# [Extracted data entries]
— Start —

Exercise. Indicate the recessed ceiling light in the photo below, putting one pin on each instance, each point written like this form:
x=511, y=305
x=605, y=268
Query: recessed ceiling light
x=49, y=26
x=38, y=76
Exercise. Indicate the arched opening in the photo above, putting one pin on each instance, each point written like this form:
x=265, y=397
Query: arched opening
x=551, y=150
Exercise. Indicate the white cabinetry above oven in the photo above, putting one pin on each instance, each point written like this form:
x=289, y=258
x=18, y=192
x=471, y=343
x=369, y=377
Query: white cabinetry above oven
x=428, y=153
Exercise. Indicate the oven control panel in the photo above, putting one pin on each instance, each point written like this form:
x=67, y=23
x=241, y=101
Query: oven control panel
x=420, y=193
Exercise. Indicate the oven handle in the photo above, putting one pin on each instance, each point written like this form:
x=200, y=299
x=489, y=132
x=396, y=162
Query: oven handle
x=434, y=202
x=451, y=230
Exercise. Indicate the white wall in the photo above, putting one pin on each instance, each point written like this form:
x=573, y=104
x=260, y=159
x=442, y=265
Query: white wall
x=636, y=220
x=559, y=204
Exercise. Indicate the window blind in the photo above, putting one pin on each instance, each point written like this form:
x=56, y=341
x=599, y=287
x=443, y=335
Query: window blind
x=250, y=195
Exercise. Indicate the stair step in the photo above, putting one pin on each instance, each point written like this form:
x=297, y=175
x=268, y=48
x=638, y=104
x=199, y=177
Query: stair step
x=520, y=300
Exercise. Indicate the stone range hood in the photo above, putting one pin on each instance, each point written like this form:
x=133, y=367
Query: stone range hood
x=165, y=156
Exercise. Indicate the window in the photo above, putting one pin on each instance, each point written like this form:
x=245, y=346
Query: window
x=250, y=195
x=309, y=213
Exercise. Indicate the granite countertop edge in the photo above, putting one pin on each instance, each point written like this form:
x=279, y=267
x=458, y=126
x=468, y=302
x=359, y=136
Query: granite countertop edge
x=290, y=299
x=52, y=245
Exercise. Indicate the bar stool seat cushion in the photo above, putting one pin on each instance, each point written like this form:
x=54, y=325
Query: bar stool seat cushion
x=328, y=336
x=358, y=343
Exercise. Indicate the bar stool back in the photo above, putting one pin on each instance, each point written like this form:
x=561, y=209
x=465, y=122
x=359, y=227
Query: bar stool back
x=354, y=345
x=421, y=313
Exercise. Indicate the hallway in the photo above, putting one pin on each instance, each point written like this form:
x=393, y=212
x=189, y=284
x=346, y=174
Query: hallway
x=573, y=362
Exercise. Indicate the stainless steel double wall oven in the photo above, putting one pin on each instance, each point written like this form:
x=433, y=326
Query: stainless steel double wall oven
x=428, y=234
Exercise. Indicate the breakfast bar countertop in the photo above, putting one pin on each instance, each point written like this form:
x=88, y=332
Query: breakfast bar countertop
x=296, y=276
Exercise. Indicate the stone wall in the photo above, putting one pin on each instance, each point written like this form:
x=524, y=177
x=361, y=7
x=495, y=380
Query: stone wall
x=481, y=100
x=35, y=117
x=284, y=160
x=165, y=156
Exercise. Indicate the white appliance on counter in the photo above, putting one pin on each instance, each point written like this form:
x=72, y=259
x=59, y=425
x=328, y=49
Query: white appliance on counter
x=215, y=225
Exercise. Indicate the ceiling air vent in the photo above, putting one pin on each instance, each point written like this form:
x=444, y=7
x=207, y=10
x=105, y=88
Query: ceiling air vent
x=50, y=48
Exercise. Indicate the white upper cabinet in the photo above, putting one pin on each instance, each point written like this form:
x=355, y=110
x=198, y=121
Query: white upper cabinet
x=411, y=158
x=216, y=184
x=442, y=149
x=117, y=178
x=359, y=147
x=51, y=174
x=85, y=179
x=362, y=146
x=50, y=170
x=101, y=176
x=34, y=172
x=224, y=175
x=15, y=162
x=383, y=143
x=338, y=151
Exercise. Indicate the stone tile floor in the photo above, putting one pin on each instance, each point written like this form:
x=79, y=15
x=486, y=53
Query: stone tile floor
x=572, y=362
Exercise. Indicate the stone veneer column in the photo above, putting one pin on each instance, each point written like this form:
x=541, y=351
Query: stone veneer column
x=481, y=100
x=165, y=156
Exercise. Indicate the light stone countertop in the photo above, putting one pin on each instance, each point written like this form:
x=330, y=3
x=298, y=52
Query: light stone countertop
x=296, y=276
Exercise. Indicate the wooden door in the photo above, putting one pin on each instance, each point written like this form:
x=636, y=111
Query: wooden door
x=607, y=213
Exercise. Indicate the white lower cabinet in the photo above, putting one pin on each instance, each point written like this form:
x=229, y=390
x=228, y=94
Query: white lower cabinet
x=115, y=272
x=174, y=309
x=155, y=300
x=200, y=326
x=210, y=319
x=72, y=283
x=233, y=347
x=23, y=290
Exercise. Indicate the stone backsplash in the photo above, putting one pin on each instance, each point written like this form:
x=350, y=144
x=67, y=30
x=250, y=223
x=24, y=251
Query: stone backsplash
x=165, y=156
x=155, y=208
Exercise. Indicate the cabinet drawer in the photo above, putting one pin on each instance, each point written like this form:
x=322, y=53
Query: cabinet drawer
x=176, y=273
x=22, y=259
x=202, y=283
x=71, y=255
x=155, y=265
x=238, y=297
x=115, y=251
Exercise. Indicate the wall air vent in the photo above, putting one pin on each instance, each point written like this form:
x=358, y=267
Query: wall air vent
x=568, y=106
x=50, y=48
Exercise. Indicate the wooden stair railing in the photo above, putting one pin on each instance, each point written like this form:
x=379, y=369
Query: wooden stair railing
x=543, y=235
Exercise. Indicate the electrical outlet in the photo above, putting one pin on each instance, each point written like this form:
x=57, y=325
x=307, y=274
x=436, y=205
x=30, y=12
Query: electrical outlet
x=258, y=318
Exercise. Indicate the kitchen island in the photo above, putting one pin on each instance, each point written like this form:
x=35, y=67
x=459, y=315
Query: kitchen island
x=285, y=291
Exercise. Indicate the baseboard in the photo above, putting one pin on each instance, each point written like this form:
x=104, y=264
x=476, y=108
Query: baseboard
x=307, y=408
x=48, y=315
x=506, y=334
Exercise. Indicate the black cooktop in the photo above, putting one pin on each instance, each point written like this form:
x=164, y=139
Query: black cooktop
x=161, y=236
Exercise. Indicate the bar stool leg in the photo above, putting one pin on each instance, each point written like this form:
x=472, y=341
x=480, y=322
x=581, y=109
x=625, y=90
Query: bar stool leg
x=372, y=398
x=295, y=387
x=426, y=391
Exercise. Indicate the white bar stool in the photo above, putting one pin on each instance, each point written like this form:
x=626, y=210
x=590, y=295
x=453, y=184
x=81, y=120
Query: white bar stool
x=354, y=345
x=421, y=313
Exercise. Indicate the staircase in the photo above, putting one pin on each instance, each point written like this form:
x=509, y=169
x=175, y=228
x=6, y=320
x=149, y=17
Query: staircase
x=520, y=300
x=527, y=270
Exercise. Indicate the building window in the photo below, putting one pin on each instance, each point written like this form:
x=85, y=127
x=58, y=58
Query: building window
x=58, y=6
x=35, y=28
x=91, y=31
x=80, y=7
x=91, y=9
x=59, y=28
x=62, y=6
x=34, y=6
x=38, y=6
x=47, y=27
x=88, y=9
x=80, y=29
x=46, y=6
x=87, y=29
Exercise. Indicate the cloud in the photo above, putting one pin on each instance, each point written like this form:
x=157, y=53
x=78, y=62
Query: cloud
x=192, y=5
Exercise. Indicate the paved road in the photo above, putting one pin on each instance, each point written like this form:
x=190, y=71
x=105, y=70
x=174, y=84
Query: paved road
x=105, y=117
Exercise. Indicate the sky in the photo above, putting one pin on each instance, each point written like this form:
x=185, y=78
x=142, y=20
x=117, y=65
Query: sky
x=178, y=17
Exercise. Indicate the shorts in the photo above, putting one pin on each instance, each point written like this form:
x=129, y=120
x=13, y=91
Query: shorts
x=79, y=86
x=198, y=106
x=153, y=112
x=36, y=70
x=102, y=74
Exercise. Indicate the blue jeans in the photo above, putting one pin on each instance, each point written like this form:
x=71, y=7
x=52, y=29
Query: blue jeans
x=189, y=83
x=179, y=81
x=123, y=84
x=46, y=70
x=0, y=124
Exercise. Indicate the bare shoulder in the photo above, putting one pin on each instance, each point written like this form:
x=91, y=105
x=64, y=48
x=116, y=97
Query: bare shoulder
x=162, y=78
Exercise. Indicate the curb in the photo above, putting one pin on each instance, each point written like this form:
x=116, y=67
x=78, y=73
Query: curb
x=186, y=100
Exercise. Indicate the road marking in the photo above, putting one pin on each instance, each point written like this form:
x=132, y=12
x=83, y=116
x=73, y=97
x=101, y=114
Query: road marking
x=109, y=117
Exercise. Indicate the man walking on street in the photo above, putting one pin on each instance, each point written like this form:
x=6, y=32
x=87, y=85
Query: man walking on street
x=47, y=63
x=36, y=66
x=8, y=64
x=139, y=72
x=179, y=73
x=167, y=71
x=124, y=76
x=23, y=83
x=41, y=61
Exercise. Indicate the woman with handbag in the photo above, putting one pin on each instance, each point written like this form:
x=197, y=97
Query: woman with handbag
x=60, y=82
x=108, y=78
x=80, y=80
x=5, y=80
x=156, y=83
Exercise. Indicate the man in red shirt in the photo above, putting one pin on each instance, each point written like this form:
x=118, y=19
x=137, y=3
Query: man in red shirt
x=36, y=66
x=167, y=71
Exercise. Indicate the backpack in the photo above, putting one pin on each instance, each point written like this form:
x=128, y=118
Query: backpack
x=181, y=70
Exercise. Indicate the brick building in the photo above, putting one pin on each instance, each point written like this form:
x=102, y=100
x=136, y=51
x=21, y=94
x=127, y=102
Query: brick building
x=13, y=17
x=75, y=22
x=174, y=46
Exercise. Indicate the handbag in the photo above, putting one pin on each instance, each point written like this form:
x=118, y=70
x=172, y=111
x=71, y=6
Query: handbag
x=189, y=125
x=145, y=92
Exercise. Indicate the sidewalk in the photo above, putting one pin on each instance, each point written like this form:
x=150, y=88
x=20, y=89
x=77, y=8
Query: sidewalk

— End —

# [GOAL OF THE EXERCISE]
Express the rows starting at the one containing "Exercise. Indicate the wall" and ending at the one containing "x=258, y=318" as a Markdown table with the columns Number and Line, leaving out any blank lines.

# [SOLUTION TO THE EXERCISE]
| Number | Line |
|---|---|
| 1 | Exercise. Indicate the wall air vent in the photo above, putting one pin on each instance, each point written like this form: |
| 2 | x=358, y=267 |
| 3 | Query: wall air vent |
| 4 | x=568, y=106 |
| 5 | x=50, y=48 |
| 6 | Exercise. Indicate the wooden stair railing in the photo above, putting one pin on each instance, each point written like this form: |
| 7 | x=379, y=369 |
| 8 | Query: wooden stair railing |
| 9 | x=543, y=235 |
| 10 | Exercise. Indicate the electrical outlet in the photo above, putting one pin on each instance, each point written like this form: |
| 11 | x=57, y=325 |
| 12 | x=307, y=274 |
| 13 | x=436, y=205 |
| 14 | x=30, y=12 |
| 15 | Query: electrical outlet |
| 16 | x=258, y=318 |